-- BEGIN --

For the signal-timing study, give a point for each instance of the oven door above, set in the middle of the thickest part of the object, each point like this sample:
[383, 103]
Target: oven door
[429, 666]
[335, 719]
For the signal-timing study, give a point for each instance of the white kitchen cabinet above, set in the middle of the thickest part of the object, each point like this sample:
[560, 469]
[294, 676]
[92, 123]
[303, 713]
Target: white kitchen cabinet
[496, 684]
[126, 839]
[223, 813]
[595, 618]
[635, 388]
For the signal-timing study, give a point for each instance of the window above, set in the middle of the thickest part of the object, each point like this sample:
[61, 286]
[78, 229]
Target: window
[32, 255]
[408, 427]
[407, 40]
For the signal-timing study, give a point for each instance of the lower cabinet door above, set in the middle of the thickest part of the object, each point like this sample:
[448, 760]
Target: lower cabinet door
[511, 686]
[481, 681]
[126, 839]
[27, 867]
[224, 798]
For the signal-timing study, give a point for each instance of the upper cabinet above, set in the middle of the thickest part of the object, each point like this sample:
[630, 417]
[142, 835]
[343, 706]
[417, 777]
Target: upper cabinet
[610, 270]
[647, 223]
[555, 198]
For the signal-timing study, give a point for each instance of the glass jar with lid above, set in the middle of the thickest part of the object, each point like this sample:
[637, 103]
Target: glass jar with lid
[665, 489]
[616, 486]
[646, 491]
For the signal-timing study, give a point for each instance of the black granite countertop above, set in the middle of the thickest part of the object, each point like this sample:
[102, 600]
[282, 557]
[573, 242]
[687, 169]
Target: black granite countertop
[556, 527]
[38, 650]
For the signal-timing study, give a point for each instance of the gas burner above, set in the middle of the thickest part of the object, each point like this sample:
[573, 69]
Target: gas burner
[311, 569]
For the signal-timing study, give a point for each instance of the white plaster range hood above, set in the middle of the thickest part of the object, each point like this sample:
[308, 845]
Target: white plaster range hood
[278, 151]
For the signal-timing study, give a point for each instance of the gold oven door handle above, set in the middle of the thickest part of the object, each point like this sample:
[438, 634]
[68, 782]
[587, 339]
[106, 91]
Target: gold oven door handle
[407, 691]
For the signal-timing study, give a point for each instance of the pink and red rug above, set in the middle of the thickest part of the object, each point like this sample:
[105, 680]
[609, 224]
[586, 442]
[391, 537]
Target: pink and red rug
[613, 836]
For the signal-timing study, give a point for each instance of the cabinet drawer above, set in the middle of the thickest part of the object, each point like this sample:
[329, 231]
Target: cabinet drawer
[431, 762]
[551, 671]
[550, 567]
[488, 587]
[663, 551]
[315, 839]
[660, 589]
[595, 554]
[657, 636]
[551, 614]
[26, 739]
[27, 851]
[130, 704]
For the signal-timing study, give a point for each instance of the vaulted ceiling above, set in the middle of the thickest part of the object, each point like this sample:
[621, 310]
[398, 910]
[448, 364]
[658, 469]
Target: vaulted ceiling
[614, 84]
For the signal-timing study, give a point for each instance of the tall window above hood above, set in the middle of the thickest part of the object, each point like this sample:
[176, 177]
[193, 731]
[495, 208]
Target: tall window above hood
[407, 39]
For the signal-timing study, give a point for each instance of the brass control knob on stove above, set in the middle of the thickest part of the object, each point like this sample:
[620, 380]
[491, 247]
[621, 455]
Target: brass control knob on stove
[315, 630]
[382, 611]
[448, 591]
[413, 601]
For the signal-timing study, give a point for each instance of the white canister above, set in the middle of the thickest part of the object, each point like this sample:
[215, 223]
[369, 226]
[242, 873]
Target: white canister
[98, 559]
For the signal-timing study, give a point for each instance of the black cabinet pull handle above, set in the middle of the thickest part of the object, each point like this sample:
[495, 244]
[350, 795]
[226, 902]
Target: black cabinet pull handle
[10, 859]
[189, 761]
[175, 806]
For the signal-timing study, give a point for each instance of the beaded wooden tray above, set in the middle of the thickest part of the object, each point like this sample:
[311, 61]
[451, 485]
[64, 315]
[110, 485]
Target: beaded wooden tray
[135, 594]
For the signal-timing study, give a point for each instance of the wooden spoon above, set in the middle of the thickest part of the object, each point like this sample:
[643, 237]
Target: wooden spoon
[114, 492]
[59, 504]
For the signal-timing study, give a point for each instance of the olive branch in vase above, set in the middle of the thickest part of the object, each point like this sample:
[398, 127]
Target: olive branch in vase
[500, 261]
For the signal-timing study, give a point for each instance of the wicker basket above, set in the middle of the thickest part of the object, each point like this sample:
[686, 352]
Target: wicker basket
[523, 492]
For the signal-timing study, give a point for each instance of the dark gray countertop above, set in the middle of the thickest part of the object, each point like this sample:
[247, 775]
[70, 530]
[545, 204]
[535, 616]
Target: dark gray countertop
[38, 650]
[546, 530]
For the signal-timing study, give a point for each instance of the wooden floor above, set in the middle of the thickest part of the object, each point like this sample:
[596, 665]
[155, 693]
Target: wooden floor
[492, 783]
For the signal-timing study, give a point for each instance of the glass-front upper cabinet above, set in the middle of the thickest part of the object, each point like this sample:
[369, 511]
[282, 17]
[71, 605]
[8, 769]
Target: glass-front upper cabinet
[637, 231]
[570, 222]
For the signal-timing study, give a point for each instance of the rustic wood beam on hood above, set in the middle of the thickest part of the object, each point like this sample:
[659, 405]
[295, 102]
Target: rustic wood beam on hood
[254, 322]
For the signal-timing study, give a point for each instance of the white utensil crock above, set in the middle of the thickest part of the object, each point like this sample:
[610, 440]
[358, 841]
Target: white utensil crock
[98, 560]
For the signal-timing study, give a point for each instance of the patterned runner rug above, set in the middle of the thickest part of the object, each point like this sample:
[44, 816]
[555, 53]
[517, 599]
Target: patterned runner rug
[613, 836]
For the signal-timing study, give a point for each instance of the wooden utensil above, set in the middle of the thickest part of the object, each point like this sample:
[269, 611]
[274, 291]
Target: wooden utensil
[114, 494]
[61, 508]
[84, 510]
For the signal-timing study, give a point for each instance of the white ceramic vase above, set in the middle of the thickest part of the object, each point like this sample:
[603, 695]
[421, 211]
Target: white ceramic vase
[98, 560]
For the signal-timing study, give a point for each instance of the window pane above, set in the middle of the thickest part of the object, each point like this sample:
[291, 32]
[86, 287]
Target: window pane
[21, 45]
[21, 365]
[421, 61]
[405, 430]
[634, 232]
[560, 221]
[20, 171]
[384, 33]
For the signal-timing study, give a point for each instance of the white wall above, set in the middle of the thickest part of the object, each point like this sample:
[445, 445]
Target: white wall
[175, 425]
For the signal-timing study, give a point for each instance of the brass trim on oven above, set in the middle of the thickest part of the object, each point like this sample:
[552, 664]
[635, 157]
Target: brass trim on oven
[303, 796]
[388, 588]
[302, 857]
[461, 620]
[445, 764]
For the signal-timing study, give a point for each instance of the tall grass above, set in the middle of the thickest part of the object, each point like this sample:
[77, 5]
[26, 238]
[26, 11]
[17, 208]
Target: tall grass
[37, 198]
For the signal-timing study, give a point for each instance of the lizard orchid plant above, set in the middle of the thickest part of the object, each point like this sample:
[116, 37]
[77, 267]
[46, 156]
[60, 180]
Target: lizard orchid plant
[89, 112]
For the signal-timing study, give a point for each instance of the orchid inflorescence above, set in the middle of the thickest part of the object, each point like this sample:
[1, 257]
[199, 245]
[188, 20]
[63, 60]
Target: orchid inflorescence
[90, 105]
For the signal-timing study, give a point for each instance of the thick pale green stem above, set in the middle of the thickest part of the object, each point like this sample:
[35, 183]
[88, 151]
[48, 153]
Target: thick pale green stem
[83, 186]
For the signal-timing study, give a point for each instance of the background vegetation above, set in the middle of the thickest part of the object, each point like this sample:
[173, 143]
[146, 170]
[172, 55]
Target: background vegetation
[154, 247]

-- END --

TO DO: Using the material above, print every entry exactly as written.

TASK RESULT:
For the signal-timing study, give a point for each instance of the oven door above, set in the middle of the thickest part of the object, each point like this sample:
[383, 103]
Target: oven door
[429, 666]
[335, 719]
For the signal-timing study, give a point for each instance of the white kitchen cabinet above, set in the middle of the thickest part of the object, each point like this sample:
[560, 469]
[294, 676]
[92, 123]
[303, 713]
Target: white kitchen cabinet
[496, 684]
[126, 839]
[223, 813]
[595, 618]
[635, 388]
For the signal-timing study, give a point for each instance of the window above, set in the middle of the thickest part of the object, each point like this sample:
[61, 286]
[78, 229]
Target: window
[32, 255]
[408, 427]
[407, 40]
For the signal-timing study, give a point for each instance of the lower cabinet door above, set in the middle of the thickest part of the object, each point like this sample:
[448, 760]
Target: lower cabinet door
[511, 686]
[481, 681]
[126, 839]
[27, 867]
[224, 798]
For the signal-timing study, give a point for each instance of the upper cabinet above, set in the middle of the thickest part of the object, each point like this sample:
[630, 417]
[142, 835]
[343, 706]
[417, 777]
Target: upper cabinet
[610, 270]
[647, 223]
[555, 198]
For the signal-timing study, give a point for each instance of the glass jar with lid above, set in the middle of the thickest part of the object, each point like this sample:
[637, 103]
Target: glass jar with lid
[665, 489]
[616, 486]
[646, 491]
For the signal-timing study, give a point for each instance of the black granite countertop above, set in the middle of the thickest part of the object, each point like this sample:
[102, 600]
[282, 557]
[573, 242]
[687, 169]
Target: black granite countertop
[556, 527]
[38, 650]
For the signal-timing study, give a point for each instance of the gas burner above, set in the middle of the thickest part of the object, each point like this sample:
[573, 69]
Target: gas burner
[311, 569]
For the signal-timing study, give a point for each instance of the white plaster range hood above, set in the middle of the thickest part of the object, each point like this sample:
[308, 845]
Target: white plaster range hood
[278, 151]
For the signal-timing study, give a point for each instance of the gold oven door handle above, set in the middle of the thickest part of the object, each point like this sample:
[438, 634]
[68, 782]
[587, 339]
[106, 91]
Target: gold oven door handle
[407, 691]
For the signal-timing study, give a point for each instance of the pink and red rug above, set in the middle of the thickest part of the object, each point like this sample:
[105, 680]
[609, 224]
[586, 442]
[391, 537]
Target: pink and red rug
[613, 836]
For the signal-timing study, give a point for each instance of the cabinet drawer above, set in the middle of the thickest part of the object, each point like this sample:
[329, 231]
Target: cabinet drawer
[431, 762]
[551, 671]
[550, 567]
[488, 587]
[663, 551]
[315, 839]
[660, 589]
[595, 554]
[657, 636]
[551, 614]
[26, 739]
[27, 851]
[130, 704]
For the signal-timing study, give a point for each instance of the vaulted ceiling above, set in the middle of the thickest part of the object, each point like this sample:
[621, 310]
[398, 910]
[448, 364]
[658, 469]
Target: vaulted ceiling
[614, 84]
For the signal-timing study, give a point for each instance of the tall window above hood above, set in the middle of the thickest part of the object, each point like this sample:
[176, 177]
[193, 731]
[495, 208]
Target: tall window above hood
[407, 39]
For the signal-timing study, give a point for each instance of the brass control knob on stove above, set in the middle of the thickest part of the object, each point like this sample:
[620, 380]
[491, 247]
[621, 455]
Target: brass control knob on stove
[315, 630]
[382, 611]
[448, 591]
[413, 601]
For the signal-timing study, give a point for each instance of the white canister above, set in the middle of the thickest part of the object, each point like this sample:
[215, 223]
[369, 226]
[242, 873]
Target: white canister
[98, 559]
For the signal-timing study, give a point for each instance of the black cabinet pull handle above, set in the middle of the thickest part of the object, each point like this sample:
[495, 244]
[350, 795]
[226, 902]
Target: black cabinet pull handle
[10, 859]
[189, 761]
[175, 806]
For the signal-timing study, give a point for each instance of the beaded wooden tray above, set in the middle of the thickest part of the object, each point like this sample:
[311, 61]
[451, 485]
[64, 315]
[110, 485]
Target: beaded wooden tray
[135, 594]
For the signal-timing study, give a point for each instance of the wooden spoon above, set in the middle of the thickest part of the object, each point like this sample:
[643, 237]
Target: wooden spoon
[114, 492]
[59, 504]
For the signal-timing study, give a point for each instance of the olive branch in vase above, set in the middle of the thickest part of the object, each point like this sample:
[398, 127]
Target: olive branch in vase
[500, 261]
For the signal-timing study, give a point for each instance of the wicker basket above, set in the middle of the thickest part of the object, each point like this sample:
[686, 352]
Target: wicker basket
[523, 492]
For the signal-timing study, give a point for each instance of the dark gray countertop above, set in the middle of the thickest part of the object, each point like this sample:
[247, 775]
[70, 530]
[545, 204]
[535, 616]
Target: dark gray countertop
[38, 650]
[546, 530]
For the signal-timing study, give a point for each instance of the wooden floor above, set in the middle of the thickest part of the object, each point like this sample:
[596, 665]
[155, 693]
Target: wooden floor
[492, 783]
For the signal-timing study, give a point for each instance of the glass-front upper cabinet above, set in the middle of the thickest part of the object, each point like this sample:
[369, 511]
[282, 17]
[71, 605]
[8, 769]
Target: glass-front upper cabinet
[637, 231]
[570, 222]
For the signal-timing study, give a point for each instance of the rustic wood beam on hood above, set in the middle of the thickest part of the object, each point like this sample:
[659, 405]
[295, 102]
Target: rustic wood beam on hood
[254, 322]
For the signal-timing study, give a point for each instance of the white utensil crock above, set in the middle of the thickest part of the object, each point like this sample:
[610, 440]
[358, 841]
Target: white utensil crock
[98, 560]
For the signal-timing study, give a point for each instance of the patterned runner rug above, set in the middle of the thickest part of the object, each point like this sample:
[44, 816]
[555, 53]
[517, 599]
Target: patterned runner rug
[613, 836]
For the signal-timing study, give a point for each instance of the wooden utensil above, set in the middle of the thickest part of the object, each point like this sample:
[269, 611]
[274, 291]
Target: wooden utensil
[114, 494]
[61, 508]
[84, 510]
For the signal-timing study, give a point for each instance of the white ceramic vase above, set in the middle of the thickest part of the object, each point like this sample:
[603, 695]
[421, 211]
Target: white ceramic vase
[98, 560]
For the signal-timing study, give a point for each instance of the window pane above, set in the middle of the thickest part of the object, each point like this sample:
[291, 32]
[86, 287]
Target: window pane
[21, 45]
[21, 365]
[421, 61]
[405, 430]
[634, 232]
[560, 221]
[20, 171]
[384, 33]
For the signal-timing study, give a point for each instance of the white wall above, set in the middle of the thickest part of the object, each point like this sample:
[445, 445]
Target: white wall
[175, 425]
For the signal-timing study, give a point for each instance of the brass trim on oven above, set in the middle of the thickest part of the object, each point like this sample:
[552, 664]
[635, 157]
Target: brass trim on oven
[303, 796]
[388, 588]
[302, 857]
[461, 620]
[445, 764]
For the signal-timing study, give a point for each instance of the tall grass above, set in the middle of the thickest part of the object, each point like this sample:
[77, 5]
[26, 238]
[26, 11]
[17, 208]
Target: tall grass
[37, 198]
For the signal-timing study, give a point for each instance of the lizard orchid plant above, set in the middle of the thickest part of the object, each point like this sample:
[116, 37]
[77, 267]
[46, 156]
[60, 180]
Target: lizard orchid plant
[89, 112]
For the signal-timing study, give a point for each instance of the orchid inflorescence above, set in the middle of the thickest part of the object, each point like this sample:
[1, 257]
[199, 245]
[188, 20]
[63, 60]
Target: orchid inflorescence
[90, 105]
For the signal-timing study, give a point for each instance of the thick pale green stem above, set in the middle of the thickest part of the object, each point like this sample:
[35, 183]
[88, 151]
[48, 153]
Target: thick pale green stem
[83, 186]
For the signal-timing study, give a point for each instance of the background vegetation above, set in the middle of the thickest part of the object, each point like this sample:
[173, 143]
[146, 170]
[172, 55]
Target: background vegetation
[154, 247]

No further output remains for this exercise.